SUPPLIED ENTRIES:
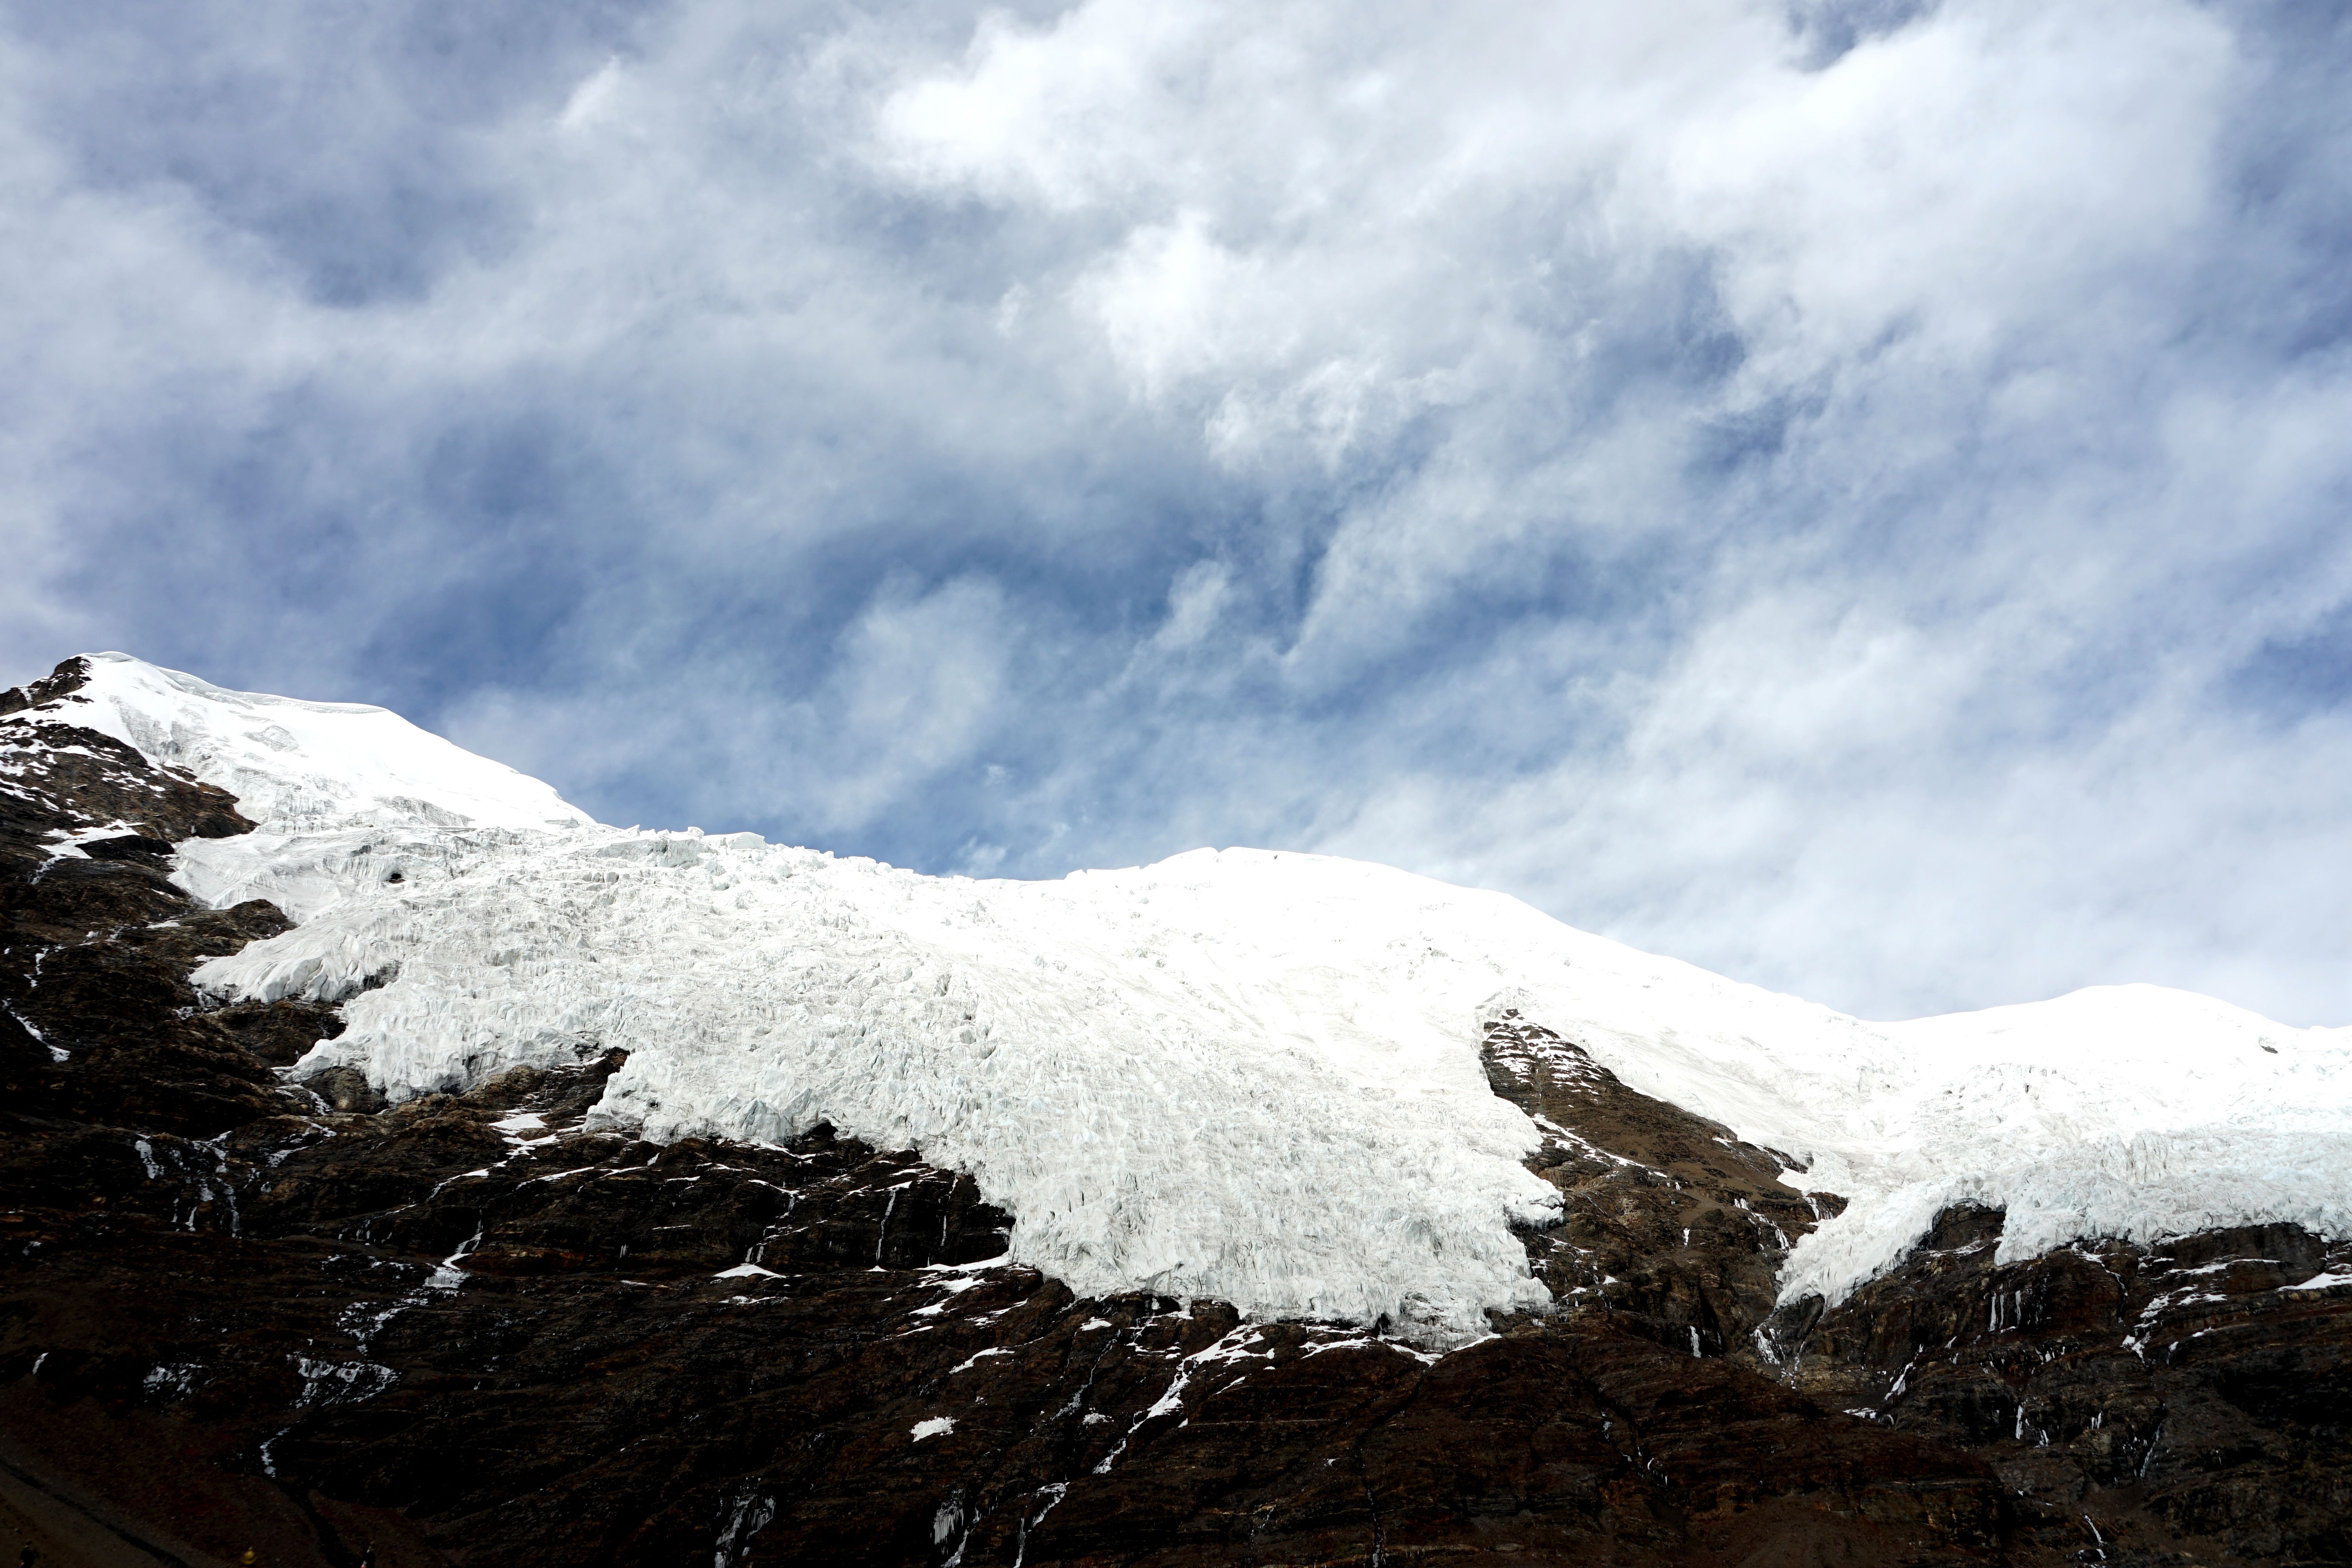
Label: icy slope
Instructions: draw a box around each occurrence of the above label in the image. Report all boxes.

--

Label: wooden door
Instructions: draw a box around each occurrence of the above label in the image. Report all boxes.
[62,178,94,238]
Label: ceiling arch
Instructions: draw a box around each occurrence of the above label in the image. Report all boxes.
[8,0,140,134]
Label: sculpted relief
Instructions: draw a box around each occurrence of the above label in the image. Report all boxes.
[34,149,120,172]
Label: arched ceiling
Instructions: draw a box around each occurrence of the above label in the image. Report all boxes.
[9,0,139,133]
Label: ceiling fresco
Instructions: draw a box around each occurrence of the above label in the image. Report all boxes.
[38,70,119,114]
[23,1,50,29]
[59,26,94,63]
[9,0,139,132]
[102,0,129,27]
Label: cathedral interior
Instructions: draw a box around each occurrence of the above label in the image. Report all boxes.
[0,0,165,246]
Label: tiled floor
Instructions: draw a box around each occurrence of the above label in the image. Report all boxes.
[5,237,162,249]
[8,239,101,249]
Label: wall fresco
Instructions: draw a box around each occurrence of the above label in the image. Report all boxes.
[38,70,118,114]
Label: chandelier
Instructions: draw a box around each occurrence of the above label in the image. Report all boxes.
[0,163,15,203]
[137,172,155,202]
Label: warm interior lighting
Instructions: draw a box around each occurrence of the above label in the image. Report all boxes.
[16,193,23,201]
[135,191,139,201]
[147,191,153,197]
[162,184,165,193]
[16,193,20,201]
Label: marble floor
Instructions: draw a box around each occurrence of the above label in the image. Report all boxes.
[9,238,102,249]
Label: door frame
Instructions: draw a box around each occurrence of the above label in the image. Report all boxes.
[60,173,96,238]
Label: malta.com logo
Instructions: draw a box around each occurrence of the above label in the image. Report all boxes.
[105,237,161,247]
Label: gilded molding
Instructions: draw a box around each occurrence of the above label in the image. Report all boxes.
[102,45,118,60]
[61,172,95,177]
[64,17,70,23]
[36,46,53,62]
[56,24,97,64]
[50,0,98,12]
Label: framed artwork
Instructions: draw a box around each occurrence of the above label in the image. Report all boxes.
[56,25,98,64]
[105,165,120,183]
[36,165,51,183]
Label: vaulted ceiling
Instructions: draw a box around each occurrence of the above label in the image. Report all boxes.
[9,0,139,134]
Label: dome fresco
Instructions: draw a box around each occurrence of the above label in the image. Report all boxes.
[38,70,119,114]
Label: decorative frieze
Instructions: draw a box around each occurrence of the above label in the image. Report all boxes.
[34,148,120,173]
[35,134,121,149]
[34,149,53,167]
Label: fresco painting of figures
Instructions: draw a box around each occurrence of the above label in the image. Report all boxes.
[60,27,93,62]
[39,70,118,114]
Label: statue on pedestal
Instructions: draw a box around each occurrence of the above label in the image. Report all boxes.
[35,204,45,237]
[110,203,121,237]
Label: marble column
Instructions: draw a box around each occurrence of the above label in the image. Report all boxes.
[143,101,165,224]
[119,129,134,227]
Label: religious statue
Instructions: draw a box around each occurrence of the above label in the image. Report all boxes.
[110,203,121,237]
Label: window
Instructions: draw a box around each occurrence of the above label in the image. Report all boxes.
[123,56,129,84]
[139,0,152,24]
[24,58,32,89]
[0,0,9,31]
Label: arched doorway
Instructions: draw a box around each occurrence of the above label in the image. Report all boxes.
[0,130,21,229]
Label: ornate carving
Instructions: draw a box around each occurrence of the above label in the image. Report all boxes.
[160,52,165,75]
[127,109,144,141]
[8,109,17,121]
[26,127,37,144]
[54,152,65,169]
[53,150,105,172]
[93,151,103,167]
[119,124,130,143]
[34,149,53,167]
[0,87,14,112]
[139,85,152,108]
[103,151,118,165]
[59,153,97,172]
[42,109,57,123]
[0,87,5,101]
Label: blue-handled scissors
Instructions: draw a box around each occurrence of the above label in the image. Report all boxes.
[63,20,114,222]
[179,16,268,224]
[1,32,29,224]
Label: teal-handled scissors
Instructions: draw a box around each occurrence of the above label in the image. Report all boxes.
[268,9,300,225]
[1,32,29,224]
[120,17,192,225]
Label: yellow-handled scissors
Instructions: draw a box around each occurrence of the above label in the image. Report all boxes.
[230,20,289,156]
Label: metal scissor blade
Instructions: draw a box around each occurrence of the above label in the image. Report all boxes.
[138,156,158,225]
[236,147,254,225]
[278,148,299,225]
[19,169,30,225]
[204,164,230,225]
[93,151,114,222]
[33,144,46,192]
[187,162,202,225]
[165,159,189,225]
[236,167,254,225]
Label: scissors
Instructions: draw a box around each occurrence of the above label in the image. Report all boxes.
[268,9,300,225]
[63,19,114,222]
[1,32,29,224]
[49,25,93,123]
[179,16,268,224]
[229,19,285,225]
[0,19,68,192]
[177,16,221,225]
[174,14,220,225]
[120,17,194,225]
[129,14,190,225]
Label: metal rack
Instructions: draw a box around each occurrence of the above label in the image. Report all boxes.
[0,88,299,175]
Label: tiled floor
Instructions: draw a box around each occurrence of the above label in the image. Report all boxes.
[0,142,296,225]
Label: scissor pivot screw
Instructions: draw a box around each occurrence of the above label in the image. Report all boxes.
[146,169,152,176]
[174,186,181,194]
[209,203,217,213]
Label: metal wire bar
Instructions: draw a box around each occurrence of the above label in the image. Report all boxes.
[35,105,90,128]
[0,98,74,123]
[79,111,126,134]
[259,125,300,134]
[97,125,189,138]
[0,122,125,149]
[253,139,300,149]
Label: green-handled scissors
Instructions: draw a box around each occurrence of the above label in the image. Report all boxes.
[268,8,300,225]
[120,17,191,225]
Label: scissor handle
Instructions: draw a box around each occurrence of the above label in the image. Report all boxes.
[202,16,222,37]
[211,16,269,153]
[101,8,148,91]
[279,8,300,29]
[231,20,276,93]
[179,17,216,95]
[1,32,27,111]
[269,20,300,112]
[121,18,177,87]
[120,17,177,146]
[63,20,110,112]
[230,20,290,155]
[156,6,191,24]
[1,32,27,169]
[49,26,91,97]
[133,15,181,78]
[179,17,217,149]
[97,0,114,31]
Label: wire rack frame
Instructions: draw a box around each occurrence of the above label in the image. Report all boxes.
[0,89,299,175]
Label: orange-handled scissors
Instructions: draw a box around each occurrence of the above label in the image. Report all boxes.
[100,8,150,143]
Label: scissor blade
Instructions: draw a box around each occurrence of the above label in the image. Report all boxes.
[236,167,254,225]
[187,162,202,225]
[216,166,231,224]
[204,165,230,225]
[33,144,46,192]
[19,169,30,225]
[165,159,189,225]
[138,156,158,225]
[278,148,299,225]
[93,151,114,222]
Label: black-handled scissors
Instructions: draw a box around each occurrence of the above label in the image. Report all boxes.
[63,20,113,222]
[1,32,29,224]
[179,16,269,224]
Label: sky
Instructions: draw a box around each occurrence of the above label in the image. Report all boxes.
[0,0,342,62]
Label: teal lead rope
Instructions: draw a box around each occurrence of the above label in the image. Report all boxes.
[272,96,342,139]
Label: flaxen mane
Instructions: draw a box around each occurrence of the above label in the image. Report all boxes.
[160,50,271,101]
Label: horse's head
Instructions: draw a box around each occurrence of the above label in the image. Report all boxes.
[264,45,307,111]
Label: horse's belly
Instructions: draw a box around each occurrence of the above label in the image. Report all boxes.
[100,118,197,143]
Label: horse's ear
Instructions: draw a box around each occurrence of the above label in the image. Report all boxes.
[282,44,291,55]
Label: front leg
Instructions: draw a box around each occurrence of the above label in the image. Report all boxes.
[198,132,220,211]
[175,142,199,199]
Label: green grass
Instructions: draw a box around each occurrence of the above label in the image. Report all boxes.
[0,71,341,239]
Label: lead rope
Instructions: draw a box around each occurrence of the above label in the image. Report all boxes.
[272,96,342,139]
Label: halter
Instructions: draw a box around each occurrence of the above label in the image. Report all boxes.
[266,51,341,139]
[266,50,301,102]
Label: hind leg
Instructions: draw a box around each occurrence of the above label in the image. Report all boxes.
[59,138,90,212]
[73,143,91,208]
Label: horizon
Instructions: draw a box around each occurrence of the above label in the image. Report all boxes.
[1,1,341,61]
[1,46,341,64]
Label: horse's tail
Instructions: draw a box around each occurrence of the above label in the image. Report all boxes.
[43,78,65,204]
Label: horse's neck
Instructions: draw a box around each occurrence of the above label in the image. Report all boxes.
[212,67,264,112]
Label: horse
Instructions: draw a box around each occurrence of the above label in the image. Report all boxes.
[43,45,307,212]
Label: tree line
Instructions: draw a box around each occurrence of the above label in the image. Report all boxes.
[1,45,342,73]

YOUR ASSIGNMENT:
Go through the listing above and pull out each line containing the word "rope".

EXERCISE OUTPUT:
Label: teal lead rope
Label: lead rope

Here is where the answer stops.